## Begin Excerpted data

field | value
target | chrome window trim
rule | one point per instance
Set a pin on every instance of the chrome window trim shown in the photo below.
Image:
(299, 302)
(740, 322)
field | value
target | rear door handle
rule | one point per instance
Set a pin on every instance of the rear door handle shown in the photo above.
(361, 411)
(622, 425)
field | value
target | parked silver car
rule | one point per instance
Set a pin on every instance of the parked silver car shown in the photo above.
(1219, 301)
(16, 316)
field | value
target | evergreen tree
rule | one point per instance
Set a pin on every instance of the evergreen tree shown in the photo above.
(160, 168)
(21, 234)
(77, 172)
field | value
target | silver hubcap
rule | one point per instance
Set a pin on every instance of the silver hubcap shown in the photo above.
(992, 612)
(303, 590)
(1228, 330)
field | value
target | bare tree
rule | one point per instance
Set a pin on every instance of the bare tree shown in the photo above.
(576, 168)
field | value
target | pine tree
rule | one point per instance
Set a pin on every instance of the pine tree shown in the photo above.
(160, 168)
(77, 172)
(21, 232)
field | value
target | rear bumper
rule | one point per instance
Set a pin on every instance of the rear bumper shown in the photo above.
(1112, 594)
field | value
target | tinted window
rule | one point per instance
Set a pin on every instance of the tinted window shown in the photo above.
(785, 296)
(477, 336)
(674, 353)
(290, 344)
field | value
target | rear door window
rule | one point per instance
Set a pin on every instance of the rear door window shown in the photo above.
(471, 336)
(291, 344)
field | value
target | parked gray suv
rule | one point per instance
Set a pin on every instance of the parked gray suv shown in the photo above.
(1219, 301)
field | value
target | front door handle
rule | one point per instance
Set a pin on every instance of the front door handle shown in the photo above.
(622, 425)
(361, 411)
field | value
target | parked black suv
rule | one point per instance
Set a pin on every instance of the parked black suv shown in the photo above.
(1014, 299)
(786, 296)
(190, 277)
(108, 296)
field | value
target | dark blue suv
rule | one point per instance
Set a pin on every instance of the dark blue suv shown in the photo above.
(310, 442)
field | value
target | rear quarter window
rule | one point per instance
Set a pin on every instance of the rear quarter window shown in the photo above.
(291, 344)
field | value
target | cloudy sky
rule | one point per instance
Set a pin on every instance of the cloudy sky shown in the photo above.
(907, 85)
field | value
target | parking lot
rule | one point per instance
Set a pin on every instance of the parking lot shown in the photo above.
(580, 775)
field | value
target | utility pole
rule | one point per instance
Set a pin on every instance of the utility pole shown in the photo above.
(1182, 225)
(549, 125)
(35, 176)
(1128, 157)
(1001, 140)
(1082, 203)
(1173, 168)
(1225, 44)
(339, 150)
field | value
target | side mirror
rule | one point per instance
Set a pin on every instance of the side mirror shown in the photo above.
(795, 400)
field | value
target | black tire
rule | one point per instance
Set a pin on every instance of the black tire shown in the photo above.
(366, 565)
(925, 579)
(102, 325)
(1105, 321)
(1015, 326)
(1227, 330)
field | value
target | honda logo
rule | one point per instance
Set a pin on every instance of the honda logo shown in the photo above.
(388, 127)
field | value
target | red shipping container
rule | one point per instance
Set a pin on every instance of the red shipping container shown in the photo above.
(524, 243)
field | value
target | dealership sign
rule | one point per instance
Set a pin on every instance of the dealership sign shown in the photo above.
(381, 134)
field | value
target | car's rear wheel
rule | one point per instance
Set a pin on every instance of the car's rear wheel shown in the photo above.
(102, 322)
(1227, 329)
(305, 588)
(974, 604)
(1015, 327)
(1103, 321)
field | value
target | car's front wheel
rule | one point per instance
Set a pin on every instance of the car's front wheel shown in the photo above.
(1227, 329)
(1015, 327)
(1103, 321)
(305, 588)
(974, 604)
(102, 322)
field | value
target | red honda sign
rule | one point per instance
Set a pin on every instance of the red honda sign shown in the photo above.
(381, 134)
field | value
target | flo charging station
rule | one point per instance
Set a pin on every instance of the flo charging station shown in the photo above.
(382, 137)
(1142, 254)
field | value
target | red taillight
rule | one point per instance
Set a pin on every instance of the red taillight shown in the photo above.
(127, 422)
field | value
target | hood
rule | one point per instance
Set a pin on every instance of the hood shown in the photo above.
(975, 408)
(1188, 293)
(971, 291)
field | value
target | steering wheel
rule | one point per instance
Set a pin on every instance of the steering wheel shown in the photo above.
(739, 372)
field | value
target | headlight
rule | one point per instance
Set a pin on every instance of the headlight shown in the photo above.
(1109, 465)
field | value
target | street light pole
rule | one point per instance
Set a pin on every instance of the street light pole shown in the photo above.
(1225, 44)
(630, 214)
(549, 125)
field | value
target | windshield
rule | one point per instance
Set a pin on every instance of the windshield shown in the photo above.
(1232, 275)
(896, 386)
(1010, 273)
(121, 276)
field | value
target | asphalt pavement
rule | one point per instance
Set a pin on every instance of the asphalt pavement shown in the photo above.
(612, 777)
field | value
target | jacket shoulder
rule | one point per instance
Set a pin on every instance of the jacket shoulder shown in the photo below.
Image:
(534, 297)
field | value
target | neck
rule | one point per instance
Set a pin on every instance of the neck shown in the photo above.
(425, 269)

## End Excerpted data

* Task instructions
Write the material out exactly, with nothing left out.

* Written response
field | value
target | chrome window trim
rule | one point per instance
Set a pin on every instance of the chrome window trim shown in the photo below.
Image:
(299, 302)
(740, 322)
field | value
target | rear door handle
rule | one point per instance
Set a pin on every instance of the rear door handle shown in the photo above.
(361, 411)
(622, 425)
field | value
target | parked silver car
rule | one point per instance
Set a pin on every instance of the parked silver car shown in the photo above.
(1219, 301)
(16, 316)
field | value
target | evergreen tree
rule | one point per instance
Set a pin on every instance of the evergreen tree shown in the photo above.
(160, 168)
(21, 234)
(77, 172)
field | value
target | silver hubcap
rule | one point per instance
Set a pin on every instance of the silver hubcap shown in the photo above.
(992, 612)
(303, 590)
(1228, 330)
field | value
target | bare tree
rule | one point per instance
Set a pin on every instance of the bare tree shown in the photo above.
(576, 168)
field | value
target | pine tree
rule | one point per instance
Set a pin on every instance of the pine tree shown in the photo above.
(160, 168)
(77, 172)
(21, 232)
field | value
target | rear bumper
rule | one point per instance
Set a pin on every instance of the rear bumper shown in the photo above.
(1112, 594)
field | value
target | tinted window
rule | one point per instance
Set a pin on every instance of the tinted window shown in the photo above.
(785, 296)
(477, 336)
(674, 353)
(290, 344)
field | value
target | rear door window
rule | one point per instance
Set a pin on every instance of the rear door window shown in the photo above.
(471, 336)
(291, 344)
field | value
target | parked gray suv
rule | one point per instance
Set a pin on every instance of the parked gray suv shown in the photo above.
(1219, 301)
field | value
target | front door handle
rule | one point per instance
Set a pin on every instance of the front door handle shown in the photo above.
(622, 425)
(361, 411)
field | value
target | parked black suv
rule | one point per instance
Set a pin on every instance of the parked black suv shown in the photo above.
(1014, 299)
(786, 296)
(190, 277)
(108, 296)
field | value
target | dark blue suv
rule | one point per instance
Set a pin on every instance of the dark blue suv shown in the photo above.
(310, 442)
field | value
target | rear quarter window
rule | one point per instance
Set a pin on every instance of the rear quarter window shown in the photo above.
(291, 344)
field | value
target | cloudy sky
rule | one point per instance
Set a pin on every instance of the cloudy sky shown in the photo above.
(907, 85)
field | value
target | parking lot
rule | one point per instance
Set a pin on every instance of the parking lot shown in the photo above.
(580, 775)
field | value
target | utility pole
rule | one point per instance
Set a pin on every instance of the utility pole shown in the photo above.
(1182, 225)
(549, 125)
(35, 176)
(1128, 157)
(1001, 140)
(1082, 203)
(1173, 168)
(1225, 44)
(339, 150)
field | value
target | side mirror
rule | one point per instance
Set a pin on every instance of the side mirror shown in the photo above.
(795, 400)
field | value
target | black tire
rule | one point per instance
Set a pin on every instance of the black tire shown in the photo above.
(366, 565)
(925, 579)
(102, 325)
(1105, 321)
(1015, 326)
(1227, 330)
field | value
target | honda logo
rule | one point per instance
Set a pin on every instance of the honda logo shown in the photo above.
(388, 127)
field | value
target | red shipping container
rule | one point per instance
Set a pin on every instance of the red shipping container shown in the photo above.
(524, 243)
field | value
target | dealership sign
rule | one point per instance
Set a pin on every instance of the dealership sign shown in the photo above.
(381, 134)
field | value
target | car's rear wheel
rule | one point per instance
Set a pin on every instance of the car's rear wheel shown in the photo above.
(102, 322)
(1227, 329)
(305, 588)
(974, 604)
(1015, 327)
(1103, 321)
field | value
target | car's front wheel
rule | one point per instance
Set a pin on every instance of the car's front wheel shown in the photo above.
(1227, 329)
(1015, 327)
(1103, 321)
(305, 588)
(974, 604)
(102, 322)
field | value
target | red honda sign
rule | one point per instance
Set a pin on every instance of the red honda sign shown in the photo above.
(381, 134)
field | value
target | flo charging station
rule | one point per instance
Set a pin on every instance of the flo charging station shown in the photo above.
(382, 137)
(1142, 254)
field | value
target | red taillight
rule | one point per instance
Set a pin on every instance of the red taillight shown in the photo above.
(127, 422)
field | value
target | hood
rule | one point per instance
Set a pin on every instance of the hood shown in the photo above.
(975, 408)
(1188, 293)
(971, 291)
field | value
target | steering wheel
rule | one point per instance
Set a pin on every instance of the steering wheel shown in the photo above.
(739, 372)
field | value
target | headlight
rule | one point per instance
Set a pin on every instance of the headlight shown in the photo above.
(1109, 465)
field | value
target | street light pole
rule | one point per instance
Set a pin on every instance of the street light pole shown in the photo above.
(1225, 44)
(630, 214)
(549, 125)
field | value
target | windshield
rule | one point per instance
Set a pin on every instance of the windshield shown in the photo above.
(1232, 275)
(896, 386)
(1010, 273)
(121, 276)
field | value
target | asphalt pavement
rule | one point per instance
Set a pin on every instance of the asphalt pavement shown in the photo above.
(612, 777)
field | value
target | jacket shoulder
rule | one point per instance
Set a pin on every instance of the jacket shoulder shown in the photo below.
Image:
(534, 297)
field | value
target | neck
rule | one point per instance
Set a pin on every instance of the neck shown in the photo above.
(425, 269)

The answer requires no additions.